* _GOAL OF THE EXERCISE_
Please extract every line of the data below and reproduce each one word for word, changing nothing.

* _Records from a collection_
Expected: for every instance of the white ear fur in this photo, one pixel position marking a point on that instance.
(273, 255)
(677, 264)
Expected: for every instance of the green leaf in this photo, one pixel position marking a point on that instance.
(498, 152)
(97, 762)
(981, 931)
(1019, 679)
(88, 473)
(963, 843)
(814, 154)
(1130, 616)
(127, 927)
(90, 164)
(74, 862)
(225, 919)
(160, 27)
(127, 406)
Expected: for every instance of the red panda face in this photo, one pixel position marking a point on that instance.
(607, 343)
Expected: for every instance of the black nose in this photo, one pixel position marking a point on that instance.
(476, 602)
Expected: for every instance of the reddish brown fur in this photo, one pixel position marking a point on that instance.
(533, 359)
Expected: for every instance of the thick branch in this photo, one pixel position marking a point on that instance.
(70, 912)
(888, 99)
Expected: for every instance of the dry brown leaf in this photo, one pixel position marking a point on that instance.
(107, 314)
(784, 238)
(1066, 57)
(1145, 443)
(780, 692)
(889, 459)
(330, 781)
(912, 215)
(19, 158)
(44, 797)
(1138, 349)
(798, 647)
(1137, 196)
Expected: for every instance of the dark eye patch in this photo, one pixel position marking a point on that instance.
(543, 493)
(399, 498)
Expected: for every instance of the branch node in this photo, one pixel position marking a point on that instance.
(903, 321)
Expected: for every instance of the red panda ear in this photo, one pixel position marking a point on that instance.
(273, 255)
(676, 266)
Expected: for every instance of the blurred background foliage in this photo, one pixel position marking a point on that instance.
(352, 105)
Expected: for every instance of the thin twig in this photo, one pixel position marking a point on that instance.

* _OUTPUT FOR THIS TASK_
Expected: for every instance of the white ear fur in this photo, one pixel position marking a point on that instance.
(273, 255)
(677, 264)
Expected: for every instance of the green leaf in this photo, one pixel position marking a point on that instance.
(498, 152)
(97, 762)
(981, 931)
(1019, 679)
(88, 473)
(963, 843)
(814, 154)
(1130, 616)
(127, 927)
(90, 164)
(74, 862)
(225, 919)
(160, 27)
(127, 406)
Expected: for every instance of the red panda face in this photo, one pixel position marking a point on that instance.
(607, 343)
Expected: for every instance of the black nose in this photo, one pixel position marking a point on that instance.
(476, 602)
Expected: for every instance of the reddish brown fur in this photo, one pixel position marking a point on that instance.
(533, 359)
Expected: for every instance of the thick branch in this photo, one pixel position marking a point on that instance.
(70, 912)
(888, 99)
Expected: for every instance of the dry brown leaf in this photo, one pixel position marking a point on that instance.
(107, 314)
(784, 238)
(1066, 57)
(1145, 443)
(780, 692)
(889, 459)
(330, 781)
(912, 215)
(19, 158)
(44, 797)
(1138, 349)
(798, 647)
(1137, 196)
Expected: for every instance of the dark eye patch in this photo, one pixel position marking a point on that instance.
(543, 493)
(399, 498)
Expected: for every instance of the branch node in this photo, one pixel position marking a point on that instance.
(903, 321)
Expected: for every instance of the red panda ear in this photo, one pixel position marking a point on that instance.
(273, 255)
(676, 266)
Expected: for every instance of the blurred background foliage in this photo, one pixel position marking a point on that instance.
(352, 105)
Expected: for every instance of the thin twig in this photo, one pixel position marking a point on that instance.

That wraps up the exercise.